**Task instructions**
If a line in the records below holds the string "dark", count it; give only the total.

**Records shown**
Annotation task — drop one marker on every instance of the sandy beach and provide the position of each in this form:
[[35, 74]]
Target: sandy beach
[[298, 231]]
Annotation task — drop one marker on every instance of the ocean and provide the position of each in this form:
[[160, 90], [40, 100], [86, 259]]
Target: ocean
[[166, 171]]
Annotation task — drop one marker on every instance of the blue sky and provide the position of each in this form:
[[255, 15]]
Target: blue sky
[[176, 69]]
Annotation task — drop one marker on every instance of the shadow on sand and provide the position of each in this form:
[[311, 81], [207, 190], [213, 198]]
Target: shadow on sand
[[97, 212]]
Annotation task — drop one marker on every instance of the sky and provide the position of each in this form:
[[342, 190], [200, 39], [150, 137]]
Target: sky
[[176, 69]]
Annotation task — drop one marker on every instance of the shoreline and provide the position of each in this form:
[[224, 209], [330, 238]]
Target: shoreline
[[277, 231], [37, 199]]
==
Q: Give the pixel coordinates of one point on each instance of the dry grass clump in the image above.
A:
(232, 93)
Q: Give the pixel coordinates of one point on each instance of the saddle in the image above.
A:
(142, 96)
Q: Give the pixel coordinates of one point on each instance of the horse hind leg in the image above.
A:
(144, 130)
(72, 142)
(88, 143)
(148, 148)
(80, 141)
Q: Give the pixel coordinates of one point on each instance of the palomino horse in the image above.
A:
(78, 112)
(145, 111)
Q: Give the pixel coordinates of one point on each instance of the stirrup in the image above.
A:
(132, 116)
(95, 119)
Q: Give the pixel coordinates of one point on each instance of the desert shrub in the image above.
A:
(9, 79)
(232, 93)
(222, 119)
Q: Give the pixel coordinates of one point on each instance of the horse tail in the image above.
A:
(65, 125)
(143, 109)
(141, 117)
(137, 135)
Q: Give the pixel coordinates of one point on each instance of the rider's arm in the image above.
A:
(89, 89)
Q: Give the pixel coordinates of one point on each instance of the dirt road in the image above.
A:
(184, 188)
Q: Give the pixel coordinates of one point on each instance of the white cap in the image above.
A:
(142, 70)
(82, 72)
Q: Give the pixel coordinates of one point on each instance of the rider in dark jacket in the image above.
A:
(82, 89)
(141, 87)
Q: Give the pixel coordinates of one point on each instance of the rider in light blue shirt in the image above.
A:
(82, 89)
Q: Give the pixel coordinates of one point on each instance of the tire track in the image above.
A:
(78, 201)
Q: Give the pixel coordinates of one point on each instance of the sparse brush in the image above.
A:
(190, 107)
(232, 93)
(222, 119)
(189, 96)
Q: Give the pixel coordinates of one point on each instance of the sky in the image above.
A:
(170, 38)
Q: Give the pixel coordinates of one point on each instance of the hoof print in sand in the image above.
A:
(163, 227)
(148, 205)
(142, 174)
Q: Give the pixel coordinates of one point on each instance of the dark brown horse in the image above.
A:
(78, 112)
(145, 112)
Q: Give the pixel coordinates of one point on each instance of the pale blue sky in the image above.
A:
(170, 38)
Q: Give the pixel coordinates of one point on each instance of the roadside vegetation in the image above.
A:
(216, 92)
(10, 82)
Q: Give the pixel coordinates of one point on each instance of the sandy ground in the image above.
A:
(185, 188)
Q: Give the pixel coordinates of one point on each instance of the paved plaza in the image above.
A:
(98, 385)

**Exercise answer**
2